== Excerpt

Integrated optical Kerr combs (microcombs) have appeared as an interesting alternative. Microcombs have already been applied not only to filter RF signals^15,16,17 but also for various RF photonic processing, such as true-time delay beamforming²³, RF channelization²⁴, and analog computation²⁵. The large comb spacing of microcombs also enhances RF filters with broader Nyquist zone (spur-free range), lower latency¹⁵, and less dispersion-induced fading, as well as larger number counts of equivalent delay lines¹⁶, unparalleled by other approaches. However, so far all these microcomb-based RF filters have been implemented on either dark pulses^15,26 or complex soliton crystal states^16,17. Additional programmable pulse shaping modules are inevitably required to equalize or smooth the comb spectral shape. Thus, the system complexity is significantly increased while the potential for low-cost and high-volume applications is compromised. To date, harnessing the smooth sech² spectral envelope of single soliton^27,28,29 or other regulated dissipative Kerr soliton (DKS) states for photonic RF filtering is yet to be investigated. Because single-soliton microcombs have facilitated a myriad of applications, ranging from Tb/s coherent communication³⁰, ultrafast and long-distance ranging^31,32, dual-comb spectroscopy³³, and astronomical spectrometer calibration³⁴, to microwave synthesis³⁵, a great benefit for RF filtering can be expected.

====

■ Given exercise A ■
Say how many lines in the records contain the string "bales", counting matches only when the case is the same. Reply with the number alone.
The text and the records were taken from separate sources.

== The data

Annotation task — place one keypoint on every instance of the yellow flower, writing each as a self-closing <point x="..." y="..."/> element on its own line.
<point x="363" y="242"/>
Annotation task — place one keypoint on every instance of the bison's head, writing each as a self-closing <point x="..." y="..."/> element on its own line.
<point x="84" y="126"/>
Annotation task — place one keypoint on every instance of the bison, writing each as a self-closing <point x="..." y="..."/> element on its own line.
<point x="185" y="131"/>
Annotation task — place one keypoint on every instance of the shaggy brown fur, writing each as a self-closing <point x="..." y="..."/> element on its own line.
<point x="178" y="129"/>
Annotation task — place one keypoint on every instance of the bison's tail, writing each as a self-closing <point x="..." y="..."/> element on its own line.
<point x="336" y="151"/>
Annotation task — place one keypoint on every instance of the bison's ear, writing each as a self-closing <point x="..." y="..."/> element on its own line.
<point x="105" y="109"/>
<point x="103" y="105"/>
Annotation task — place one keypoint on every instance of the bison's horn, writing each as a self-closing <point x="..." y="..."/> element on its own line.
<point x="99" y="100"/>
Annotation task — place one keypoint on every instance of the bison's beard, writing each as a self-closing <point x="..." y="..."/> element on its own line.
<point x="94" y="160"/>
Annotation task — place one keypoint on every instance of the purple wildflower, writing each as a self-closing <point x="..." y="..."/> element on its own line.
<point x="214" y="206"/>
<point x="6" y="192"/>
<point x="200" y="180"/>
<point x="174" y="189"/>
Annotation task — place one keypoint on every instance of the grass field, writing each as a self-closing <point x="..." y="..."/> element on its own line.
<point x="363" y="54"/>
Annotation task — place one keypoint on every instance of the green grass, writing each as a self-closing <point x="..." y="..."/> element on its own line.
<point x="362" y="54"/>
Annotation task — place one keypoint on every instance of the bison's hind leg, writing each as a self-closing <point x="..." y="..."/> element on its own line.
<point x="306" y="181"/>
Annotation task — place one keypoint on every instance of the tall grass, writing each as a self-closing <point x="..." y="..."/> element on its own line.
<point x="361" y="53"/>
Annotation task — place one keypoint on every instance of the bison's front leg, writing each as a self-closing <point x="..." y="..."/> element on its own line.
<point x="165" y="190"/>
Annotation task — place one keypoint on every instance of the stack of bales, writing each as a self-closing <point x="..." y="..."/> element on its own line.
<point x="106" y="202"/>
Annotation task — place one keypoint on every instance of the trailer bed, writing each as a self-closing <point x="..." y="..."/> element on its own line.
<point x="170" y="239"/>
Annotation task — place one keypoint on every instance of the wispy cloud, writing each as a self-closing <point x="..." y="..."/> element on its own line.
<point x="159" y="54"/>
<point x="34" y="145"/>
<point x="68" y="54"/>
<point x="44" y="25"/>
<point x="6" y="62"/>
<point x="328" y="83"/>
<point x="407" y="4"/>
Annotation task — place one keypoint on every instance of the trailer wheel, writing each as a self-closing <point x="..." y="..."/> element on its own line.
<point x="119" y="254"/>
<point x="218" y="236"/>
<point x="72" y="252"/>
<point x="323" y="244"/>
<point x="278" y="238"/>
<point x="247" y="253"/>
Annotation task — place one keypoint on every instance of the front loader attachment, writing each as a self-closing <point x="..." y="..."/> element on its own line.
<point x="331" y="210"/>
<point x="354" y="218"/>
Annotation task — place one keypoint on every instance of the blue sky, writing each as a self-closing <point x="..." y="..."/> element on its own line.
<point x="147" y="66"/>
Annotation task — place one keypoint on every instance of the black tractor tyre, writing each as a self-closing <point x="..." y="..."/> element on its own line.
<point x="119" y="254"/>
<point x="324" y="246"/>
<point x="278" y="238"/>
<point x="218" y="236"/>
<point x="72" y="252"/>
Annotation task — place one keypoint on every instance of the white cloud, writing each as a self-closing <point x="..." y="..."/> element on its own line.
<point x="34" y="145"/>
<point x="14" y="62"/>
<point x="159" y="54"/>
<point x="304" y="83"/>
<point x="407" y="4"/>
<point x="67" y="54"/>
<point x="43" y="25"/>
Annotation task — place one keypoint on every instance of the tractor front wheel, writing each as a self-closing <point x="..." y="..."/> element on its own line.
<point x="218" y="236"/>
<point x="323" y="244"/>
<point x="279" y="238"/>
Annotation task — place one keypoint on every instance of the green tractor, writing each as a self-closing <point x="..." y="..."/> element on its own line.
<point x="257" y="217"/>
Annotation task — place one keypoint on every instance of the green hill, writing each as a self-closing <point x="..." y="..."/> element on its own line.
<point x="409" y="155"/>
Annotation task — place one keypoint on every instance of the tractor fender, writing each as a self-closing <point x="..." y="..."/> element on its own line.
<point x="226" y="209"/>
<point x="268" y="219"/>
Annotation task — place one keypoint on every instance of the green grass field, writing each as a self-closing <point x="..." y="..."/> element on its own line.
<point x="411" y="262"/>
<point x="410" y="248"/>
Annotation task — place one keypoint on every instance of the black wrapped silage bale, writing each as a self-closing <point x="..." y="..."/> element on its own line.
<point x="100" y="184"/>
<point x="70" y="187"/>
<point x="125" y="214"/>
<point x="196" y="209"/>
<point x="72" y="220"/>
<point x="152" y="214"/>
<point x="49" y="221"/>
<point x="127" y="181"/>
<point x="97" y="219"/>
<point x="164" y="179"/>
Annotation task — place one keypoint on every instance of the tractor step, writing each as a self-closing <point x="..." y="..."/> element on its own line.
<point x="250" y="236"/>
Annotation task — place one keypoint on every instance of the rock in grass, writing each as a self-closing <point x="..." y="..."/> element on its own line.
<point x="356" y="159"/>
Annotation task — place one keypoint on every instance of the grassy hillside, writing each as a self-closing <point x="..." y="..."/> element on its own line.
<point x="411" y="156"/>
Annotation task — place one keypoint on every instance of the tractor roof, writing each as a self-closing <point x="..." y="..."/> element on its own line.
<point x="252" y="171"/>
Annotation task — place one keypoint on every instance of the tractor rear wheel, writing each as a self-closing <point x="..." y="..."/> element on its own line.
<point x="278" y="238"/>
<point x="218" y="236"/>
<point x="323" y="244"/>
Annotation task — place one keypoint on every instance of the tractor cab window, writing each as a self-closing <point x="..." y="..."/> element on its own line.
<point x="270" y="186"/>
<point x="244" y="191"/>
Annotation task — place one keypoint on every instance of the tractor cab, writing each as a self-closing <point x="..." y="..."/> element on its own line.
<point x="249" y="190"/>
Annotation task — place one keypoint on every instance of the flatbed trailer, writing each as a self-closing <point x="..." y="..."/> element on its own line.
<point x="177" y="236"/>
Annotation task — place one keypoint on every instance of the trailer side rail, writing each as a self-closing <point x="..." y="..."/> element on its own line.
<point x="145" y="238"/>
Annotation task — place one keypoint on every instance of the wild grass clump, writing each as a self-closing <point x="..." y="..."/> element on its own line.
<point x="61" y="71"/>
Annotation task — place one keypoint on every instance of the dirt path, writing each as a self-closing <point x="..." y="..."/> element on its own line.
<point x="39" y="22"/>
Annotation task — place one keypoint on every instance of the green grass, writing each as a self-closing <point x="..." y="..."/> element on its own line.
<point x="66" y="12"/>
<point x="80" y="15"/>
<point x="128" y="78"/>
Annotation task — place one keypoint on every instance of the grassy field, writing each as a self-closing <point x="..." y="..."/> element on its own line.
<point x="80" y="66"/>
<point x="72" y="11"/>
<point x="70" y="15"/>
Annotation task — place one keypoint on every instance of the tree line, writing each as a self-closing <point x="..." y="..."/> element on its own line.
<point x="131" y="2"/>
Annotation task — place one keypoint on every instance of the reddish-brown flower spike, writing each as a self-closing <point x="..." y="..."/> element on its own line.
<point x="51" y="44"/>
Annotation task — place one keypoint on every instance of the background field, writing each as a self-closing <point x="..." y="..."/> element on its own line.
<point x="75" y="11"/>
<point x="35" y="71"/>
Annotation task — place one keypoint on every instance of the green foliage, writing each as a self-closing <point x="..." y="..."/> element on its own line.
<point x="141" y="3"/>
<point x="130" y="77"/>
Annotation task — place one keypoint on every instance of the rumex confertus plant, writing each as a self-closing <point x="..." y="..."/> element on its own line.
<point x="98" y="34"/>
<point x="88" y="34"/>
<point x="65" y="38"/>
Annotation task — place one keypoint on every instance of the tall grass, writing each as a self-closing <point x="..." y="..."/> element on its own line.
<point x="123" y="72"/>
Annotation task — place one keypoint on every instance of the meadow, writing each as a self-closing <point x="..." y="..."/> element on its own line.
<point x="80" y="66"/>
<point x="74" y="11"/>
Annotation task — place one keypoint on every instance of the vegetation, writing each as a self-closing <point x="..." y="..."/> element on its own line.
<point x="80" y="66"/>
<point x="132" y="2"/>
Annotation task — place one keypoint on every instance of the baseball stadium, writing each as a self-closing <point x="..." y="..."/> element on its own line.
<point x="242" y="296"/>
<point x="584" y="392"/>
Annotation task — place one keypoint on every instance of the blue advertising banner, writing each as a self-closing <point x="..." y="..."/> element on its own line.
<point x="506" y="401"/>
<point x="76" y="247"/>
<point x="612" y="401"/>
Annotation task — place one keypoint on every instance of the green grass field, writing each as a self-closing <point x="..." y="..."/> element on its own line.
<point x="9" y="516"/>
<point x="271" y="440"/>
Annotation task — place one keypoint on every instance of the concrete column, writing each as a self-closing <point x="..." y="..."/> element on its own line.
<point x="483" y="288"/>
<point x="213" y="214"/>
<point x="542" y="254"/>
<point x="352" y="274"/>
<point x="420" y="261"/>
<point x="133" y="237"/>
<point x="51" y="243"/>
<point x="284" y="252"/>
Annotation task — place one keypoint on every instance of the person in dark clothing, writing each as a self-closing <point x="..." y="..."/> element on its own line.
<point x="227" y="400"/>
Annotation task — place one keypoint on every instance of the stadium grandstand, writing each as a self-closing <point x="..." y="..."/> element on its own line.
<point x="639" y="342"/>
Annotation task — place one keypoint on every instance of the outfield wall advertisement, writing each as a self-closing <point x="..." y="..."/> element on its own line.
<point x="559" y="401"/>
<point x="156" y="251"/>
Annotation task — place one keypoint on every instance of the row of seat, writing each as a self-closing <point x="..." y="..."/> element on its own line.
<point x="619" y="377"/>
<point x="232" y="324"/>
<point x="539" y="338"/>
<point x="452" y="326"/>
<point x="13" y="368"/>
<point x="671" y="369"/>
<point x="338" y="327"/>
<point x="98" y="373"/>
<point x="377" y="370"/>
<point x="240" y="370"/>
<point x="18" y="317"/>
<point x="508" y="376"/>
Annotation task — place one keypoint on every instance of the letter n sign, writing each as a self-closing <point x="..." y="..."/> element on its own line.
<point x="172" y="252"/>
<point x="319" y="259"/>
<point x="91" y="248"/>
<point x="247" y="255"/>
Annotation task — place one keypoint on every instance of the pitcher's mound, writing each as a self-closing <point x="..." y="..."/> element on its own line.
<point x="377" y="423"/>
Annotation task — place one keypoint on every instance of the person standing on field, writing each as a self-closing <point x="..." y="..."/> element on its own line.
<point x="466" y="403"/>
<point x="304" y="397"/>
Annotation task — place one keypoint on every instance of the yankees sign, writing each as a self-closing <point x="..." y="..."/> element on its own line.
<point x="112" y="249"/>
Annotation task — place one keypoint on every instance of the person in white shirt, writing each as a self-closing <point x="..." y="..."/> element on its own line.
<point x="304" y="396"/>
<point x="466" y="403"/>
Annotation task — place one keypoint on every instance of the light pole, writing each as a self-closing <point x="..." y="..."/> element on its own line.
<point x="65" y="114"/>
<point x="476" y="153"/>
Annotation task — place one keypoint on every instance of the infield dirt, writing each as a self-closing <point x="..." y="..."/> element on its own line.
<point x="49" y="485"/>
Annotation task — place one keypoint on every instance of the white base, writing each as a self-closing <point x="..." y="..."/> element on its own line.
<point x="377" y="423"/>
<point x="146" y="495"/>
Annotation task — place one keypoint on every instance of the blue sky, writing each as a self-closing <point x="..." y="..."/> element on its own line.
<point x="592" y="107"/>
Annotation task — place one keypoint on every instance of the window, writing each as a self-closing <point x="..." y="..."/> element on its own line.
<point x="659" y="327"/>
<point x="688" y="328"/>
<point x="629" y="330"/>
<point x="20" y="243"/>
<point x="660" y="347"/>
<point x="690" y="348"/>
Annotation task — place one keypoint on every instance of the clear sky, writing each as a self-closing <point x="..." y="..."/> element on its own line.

====

■ Given exercise B ■
In the microcomb excerpt, what have all microcomb-based RF filters so far been implemented on?

■ Written response A ■
1

■ Written response B ■
Either dark pulses or complex soliton crystal states.